**Data lines**.
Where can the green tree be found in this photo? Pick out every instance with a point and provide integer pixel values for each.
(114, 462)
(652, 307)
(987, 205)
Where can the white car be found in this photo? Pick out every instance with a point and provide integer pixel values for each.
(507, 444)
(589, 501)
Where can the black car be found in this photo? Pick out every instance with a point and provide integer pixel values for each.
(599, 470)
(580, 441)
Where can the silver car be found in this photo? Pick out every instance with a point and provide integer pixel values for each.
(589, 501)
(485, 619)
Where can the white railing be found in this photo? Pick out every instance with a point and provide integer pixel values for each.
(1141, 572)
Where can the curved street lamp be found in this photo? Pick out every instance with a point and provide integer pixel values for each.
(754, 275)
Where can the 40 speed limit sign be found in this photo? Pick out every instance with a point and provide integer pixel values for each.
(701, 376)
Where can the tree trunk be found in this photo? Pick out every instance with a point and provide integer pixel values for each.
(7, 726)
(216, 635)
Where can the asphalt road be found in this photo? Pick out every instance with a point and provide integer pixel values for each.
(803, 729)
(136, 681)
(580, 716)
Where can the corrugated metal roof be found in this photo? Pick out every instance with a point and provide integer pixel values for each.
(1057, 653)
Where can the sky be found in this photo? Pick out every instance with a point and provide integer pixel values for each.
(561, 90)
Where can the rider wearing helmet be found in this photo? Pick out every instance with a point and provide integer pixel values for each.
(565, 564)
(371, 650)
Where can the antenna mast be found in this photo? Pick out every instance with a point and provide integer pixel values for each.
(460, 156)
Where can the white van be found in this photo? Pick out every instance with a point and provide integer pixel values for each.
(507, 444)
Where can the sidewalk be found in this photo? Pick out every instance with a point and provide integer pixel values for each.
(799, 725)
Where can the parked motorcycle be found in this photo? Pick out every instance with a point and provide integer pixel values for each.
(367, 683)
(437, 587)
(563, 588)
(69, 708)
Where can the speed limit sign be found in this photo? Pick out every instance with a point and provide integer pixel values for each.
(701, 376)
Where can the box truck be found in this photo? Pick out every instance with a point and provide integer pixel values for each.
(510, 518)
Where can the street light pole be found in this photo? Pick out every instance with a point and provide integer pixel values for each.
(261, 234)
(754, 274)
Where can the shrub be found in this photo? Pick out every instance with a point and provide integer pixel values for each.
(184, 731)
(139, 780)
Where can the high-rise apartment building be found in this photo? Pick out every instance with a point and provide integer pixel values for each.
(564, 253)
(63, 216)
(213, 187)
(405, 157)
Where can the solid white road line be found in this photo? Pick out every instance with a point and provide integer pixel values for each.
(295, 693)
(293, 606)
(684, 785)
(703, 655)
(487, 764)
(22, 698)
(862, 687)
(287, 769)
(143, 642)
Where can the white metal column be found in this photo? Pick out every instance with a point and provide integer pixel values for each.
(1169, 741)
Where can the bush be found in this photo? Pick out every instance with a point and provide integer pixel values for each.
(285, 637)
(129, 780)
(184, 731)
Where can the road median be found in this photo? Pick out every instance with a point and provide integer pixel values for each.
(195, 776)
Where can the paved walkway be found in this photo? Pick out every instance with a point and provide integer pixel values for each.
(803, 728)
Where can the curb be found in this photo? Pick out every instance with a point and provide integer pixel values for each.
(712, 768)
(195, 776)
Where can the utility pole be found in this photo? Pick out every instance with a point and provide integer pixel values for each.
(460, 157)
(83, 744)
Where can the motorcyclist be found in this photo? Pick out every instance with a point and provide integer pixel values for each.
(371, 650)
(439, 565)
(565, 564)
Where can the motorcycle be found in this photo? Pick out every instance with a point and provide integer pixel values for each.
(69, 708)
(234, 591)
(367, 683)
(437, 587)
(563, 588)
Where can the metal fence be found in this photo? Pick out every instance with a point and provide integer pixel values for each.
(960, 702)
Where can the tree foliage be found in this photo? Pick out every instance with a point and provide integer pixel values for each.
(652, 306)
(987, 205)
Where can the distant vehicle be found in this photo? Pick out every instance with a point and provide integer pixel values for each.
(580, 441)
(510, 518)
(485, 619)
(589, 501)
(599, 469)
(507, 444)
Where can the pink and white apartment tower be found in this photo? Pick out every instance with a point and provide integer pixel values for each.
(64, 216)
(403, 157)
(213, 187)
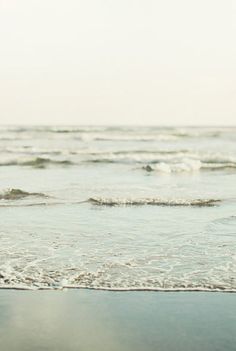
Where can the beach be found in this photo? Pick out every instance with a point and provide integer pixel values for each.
(117, 238)
(88, 320)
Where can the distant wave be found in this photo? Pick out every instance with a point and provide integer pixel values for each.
(37, 162)
(152, 201)
(187, 166)
(17, 194)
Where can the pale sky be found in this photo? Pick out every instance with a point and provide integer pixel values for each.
(118, 62)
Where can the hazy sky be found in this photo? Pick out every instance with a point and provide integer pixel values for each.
(118, 61)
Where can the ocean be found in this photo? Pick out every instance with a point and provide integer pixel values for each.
(118, 208)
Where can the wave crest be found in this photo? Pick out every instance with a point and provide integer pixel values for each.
(17, 194)
(152, 201)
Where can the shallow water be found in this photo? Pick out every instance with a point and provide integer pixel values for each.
(105, 321)
(118, 208)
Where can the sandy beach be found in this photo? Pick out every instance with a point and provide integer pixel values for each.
(88, 320)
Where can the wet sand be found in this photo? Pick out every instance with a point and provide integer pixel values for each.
(86, 320)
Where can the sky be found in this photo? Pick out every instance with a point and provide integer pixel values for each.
(156, 62)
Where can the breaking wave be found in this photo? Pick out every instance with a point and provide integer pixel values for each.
(152, 201)
(36, 162)
(17, 194)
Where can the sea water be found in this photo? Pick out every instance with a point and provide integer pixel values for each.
(121, 208)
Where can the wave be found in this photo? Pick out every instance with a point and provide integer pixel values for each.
(152, 201)
(17, 194)
(188, 165)
(37, 162)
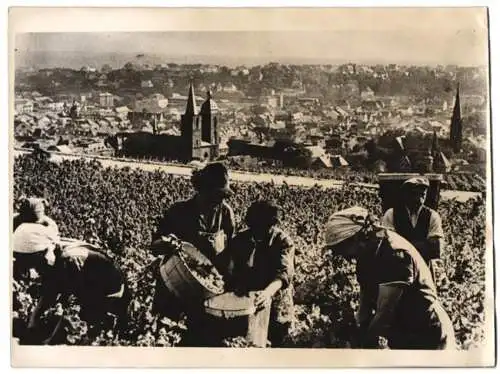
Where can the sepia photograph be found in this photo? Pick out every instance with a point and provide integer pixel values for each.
(278, 186)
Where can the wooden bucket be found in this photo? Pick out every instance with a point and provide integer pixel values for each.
(179, 279)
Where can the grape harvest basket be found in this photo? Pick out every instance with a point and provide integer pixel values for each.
(190, 275)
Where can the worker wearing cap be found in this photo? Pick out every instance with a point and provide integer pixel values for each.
(414, 221)
(70, 268)
(206, 221)
(261, 259)
(32, 210)
(398, 298)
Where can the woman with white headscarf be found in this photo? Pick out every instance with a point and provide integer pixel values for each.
(398, 298)
(69, 267)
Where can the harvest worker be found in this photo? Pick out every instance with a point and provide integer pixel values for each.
(206, 221)
(32, 210)
(398, 298)
(418, 224)
(261, 259)
(71, 268)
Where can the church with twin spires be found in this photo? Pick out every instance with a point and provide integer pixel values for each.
(199, 128)
(199, 139)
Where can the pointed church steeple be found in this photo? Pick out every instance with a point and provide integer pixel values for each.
(191, 102)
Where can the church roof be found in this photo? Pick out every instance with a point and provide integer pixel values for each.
(209, 106)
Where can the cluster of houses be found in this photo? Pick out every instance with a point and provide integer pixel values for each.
(331, 130)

**Given task**. Please write out the stretch from the line containing "Where can the woman" through the end of the rows again, requests included. Leave the requests unchanged, and multiply every coordinate in the answers by 1.5, rounding each result to a whole number with halves rounded up.

**Exercise response**.
Where can the woman with white headscarf be found in this photo? Pick out every instance with a point and provide integer pixel values for each.
(597, 447)
(104, 401)
Where can the harvest worker be found in this photo? Pick out every instance with a point and provide integer pixel values for each.
(309, 332)
(48, 315)
(597, 447)
(627, 336)
(392, 389)
(107, 402)
Where can the church with twin spires be found in this photo? Pick out every instance with a point and provide integer pixel values for each.
(299, 192)
(299, 209)
Where can the pointed church steeple be found in this photo? Pick out every instance with a point and provide integer pixel values for each.
(287, 153)
Where can the church roof be found in this photo? Pick out every instance with a point and provide integer pixel values for each.
(314, 159)
Where can the cluster of houses be found in this photo? Pick out every instance with a point and provide integer pixel values for each.
(497, 195)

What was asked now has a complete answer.